Supplied text:
⟨
I won't talk about any particular cases, because there are still very low numbers of people from the track two coming forward, and even less in the circumstance you describe, though I'm sure it's not zero.
I think what we are starting to see, as I mentioned, are people coming forward who have expressed that their suffering is extreme and intolerable and the feeling of the clinician involved is that perhaps improved resources might alter that and improve and lessen their suffering if the resources were available.
That's not necessarily coming from the patient. It may be, and it may be that they've expressed that they haven't been able to access something, but it's coming from the people who are doing the work and the assessments and who are noticing that maybe this patient hasn't had access to a pain specialist, we'll say, because they live somewhere rural where there is no pain specialist.
The interesting dilemma is, what do we do in a situation when someone truly meets the criteria of eligibility for MAID but the clinician believes that maybe something more could be offered that's not actually reasonably available to that patient? That's causing distress in some of my colleagues, and we are not moving those cases forward, but we do ask that the government, federally and provincially, help to fix that situation and help make more robust the resources that can be made available.
We can't fix the health care system as clinicians, necessarily, and we certainly do not suggest that we curtail MAID in general, but we do think that you cannot hold individuals hostage to society's failings and the health care system's failings. That's just not fair. That is why we support the parallel development of resources—and adequate resources—at the same time that MAID is being developed and supported.
⟩
Work required: Decide whether each statement agrees with the MAID passage above. Answer yes or no and quote the deciding words from the passage. 1. The speaker says very few people from track two are coming forward. 2. The speaker proposes curtailing MAID in general. 3. The concern about missing resources always comes from the patient.

Extracted information:
⟨
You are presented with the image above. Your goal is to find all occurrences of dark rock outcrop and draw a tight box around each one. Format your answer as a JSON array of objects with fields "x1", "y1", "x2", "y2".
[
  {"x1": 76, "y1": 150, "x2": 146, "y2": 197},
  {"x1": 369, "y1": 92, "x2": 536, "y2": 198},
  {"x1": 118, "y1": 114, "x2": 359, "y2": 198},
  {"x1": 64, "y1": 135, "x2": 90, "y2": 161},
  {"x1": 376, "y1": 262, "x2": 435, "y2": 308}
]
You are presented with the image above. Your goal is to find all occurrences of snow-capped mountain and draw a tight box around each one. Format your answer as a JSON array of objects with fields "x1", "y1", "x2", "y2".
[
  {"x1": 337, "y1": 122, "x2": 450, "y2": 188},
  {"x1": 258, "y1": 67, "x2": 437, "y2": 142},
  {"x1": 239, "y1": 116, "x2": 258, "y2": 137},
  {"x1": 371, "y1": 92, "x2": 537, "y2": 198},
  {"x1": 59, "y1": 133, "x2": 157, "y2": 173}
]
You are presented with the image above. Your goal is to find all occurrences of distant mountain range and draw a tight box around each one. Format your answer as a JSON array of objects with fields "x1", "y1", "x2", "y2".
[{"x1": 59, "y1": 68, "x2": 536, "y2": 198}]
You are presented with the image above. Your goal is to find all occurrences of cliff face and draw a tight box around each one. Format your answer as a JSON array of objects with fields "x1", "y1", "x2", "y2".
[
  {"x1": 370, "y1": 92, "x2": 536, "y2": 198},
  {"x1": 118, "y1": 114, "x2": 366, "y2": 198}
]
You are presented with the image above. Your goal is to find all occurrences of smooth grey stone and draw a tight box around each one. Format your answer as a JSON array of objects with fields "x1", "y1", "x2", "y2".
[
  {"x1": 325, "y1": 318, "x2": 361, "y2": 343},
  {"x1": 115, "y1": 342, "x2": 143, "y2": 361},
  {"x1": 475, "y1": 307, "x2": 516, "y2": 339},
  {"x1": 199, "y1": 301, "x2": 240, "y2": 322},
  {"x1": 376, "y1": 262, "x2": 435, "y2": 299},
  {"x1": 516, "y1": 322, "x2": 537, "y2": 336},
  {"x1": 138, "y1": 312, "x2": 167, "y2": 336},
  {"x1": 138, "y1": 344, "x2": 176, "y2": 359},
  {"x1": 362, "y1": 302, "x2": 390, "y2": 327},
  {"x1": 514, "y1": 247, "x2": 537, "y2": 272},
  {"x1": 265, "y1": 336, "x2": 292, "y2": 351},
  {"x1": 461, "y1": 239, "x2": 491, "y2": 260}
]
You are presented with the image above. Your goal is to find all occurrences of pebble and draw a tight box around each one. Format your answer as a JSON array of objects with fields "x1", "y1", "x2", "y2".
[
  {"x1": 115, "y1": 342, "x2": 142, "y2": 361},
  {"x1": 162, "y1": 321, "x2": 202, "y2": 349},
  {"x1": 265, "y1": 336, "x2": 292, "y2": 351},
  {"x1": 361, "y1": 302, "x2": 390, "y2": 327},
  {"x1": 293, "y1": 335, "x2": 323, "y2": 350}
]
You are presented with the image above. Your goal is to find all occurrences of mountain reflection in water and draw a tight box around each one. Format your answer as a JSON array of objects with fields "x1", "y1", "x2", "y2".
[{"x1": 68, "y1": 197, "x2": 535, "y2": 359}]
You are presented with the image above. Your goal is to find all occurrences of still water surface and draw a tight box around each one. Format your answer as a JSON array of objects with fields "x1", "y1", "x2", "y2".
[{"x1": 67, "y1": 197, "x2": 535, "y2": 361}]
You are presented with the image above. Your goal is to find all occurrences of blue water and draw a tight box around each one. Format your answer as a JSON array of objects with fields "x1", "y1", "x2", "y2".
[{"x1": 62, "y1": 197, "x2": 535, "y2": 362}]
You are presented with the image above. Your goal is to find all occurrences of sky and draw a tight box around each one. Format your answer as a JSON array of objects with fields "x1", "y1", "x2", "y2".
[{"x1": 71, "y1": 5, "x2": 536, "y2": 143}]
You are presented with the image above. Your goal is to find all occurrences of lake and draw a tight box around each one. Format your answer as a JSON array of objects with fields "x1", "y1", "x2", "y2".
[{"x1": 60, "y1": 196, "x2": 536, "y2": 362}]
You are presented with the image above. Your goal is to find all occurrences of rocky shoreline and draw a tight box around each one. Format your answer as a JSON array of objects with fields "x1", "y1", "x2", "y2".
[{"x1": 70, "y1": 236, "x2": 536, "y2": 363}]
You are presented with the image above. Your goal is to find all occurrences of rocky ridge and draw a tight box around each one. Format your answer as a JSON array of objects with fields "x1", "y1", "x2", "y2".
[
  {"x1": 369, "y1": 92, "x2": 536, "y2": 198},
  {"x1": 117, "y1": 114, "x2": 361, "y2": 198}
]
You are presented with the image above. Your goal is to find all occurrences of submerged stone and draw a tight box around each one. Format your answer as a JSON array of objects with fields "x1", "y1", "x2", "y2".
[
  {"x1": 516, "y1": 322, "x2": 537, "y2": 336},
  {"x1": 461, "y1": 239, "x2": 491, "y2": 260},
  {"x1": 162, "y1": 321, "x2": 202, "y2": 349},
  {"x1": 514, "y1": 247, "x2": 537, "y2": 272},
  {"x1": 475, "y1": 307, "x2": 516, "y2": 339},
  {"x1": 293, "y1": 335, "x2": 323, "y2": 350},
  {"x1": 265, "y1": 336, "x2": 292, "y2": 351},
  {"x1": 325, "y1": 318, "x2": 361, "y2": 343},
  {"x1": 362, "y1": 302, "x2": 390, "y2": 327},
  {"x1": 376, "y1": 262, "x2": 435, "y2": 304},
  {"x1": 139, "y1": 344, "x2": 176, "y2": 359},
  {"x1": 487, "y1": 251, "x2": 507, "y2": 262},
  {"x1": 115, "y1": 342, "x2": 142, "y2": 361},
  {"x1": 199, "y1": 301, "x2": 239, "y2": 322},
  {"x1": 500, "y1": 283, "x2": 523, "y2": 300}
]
⟩
⟨
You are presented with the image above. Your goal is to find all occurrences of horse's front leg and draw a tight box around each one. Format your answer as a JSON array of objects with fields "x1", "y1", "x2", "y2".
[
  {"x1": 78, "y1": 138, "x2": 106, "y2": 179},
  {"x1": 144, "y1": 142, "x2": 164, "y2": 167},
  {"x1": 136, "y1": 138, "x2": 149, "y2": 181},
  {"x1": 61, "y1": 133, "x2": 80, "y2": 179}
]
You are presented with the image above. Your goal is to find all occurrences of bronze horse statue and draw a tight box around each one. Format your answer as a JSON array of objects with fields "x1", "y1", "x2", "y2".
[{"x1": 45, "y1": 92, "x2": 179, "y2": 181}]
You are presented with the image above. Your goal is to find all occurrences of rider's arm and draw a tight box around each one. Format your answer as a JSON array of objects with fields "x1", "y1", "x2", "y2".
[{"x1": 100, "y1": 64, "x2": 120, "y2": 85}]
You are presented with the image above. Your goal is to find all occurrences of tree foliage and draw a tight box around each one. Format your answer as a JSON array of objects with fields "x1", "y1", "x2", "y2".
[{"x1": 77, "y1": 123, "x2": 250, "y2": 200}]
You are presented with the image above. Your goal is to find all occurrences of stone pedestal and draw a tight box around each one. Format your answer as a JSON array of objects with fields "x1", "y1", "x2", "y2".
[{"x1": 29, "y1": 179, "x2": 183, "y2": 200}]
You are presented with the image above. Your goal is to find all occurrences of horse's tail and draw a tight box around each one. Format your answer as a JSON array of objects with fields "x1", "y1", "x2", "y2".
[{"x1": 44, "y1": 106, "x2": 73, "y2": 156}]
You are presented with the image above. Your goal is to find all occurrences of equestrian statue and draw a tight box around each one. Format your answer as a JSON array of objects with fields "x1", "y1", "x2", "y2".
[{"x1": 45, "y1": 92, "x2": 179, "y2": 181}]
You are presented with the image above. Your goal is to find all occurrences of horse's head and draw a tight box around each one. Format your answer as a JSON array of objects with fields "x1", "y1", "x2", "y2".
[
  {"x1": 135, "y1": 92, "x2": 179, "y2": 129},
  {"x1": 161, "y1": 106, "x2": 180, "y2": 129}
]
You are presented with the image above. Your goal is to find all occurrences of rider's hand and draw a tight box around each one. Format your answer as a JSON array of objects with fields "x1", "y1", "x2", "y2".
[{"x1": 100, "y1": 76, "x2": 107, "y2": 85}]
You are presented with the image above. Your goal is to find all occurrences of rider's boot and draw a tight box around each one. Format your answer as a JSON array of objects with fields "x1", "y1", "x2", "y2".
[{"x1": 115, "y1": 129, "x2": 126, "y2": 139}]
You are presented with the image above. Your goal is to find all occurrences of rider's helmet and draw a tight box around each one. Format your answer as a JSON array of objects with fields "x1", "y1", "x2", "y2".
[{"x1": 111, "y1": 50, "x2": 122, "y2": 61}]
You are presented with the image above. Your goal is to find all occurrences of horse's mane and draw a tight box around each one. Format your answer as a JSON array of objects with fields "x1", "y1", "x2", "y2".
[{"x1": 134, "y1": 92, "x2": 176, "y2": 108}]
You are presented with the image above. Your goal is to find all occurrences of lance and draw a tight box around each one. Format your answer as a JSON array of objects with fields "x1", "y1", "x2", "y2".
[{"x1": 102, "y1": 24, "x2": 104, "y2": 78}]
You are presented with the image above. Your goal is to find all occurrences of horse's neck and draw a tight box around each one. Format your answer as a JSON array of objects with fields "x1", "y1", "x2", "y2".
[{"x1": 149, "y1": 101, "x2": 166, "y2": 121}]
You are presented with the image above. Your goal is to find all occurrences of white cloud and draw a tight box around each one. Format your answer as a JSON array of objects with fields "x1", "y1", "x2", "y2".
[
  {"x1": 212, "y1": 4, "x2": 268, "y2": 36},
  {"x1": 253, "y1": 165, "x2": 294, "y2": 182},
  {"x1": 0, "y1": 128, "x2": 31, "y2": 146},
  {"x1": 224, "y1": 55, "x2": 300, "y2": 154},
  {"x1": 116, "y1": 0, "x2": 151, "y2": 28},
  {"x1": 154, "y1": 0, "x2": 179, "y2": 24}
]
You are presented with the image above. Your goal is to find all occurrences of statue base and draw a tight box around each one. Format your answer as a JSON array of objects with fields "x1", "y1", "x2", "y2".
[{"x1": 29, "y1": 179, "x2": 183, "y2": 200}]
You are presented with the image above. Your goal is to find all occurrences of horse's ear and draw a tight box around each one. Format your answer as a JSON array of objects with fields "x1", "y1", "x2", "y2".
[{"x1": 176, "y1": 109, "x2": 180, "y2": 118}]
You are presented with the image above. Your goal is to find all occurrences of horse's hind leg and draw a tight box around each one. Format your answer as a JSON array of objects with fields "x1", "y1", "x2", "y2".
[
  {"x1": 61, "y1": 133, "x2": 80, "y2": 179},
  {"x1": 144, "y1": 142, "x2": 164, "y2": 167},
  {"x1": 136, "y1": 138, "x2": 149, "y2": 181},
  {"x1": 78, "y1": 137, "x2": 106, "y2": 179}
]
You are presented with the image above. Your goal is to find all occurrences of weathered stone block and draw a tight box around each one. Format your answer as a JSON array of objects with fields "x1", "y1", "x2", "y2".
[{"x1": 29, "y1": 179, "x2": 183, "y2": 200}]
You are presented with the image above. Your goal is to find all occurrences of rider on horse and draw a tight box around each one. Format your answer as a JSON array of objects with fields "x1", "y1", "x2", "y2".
⟩
Written answer:
1. Yes: "there are still very low numbers of people from the track two coming forward"
2. No: "we certainly do not suggest that we curtail MAID in general"
3. No: "That's not necessarily coming from the patient."